───── DATA SUPPLIED

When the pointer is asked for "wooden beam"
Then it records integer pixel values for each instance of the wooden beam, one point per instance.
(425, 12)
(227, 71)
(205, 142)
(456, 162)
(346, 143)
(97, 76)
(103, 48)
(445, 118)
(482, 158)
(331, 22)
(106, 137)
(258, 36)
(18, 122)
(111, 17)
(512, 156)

──────────

CHALLENGE » Render the material above as a two-column CSV with headers "prompt" and "answer," one row per request. Put each request's text and its answer in a single quoted field, replacing line breaks with spaces.

FULL ANSWER »
prompt,answer
"When the pointer is asked for ""wooden beam"" Then it records integer pixel values for each instance of the wooden beam, one point per instance.","(425, 12) (227, 71) (205, 142) (456, 162) (346, 143) (97, 76) (103, 48) (445, 118) (482, 158) (331, 22) (106, 137) (258, 36) (18, 122) (111, 17) (512, 156)"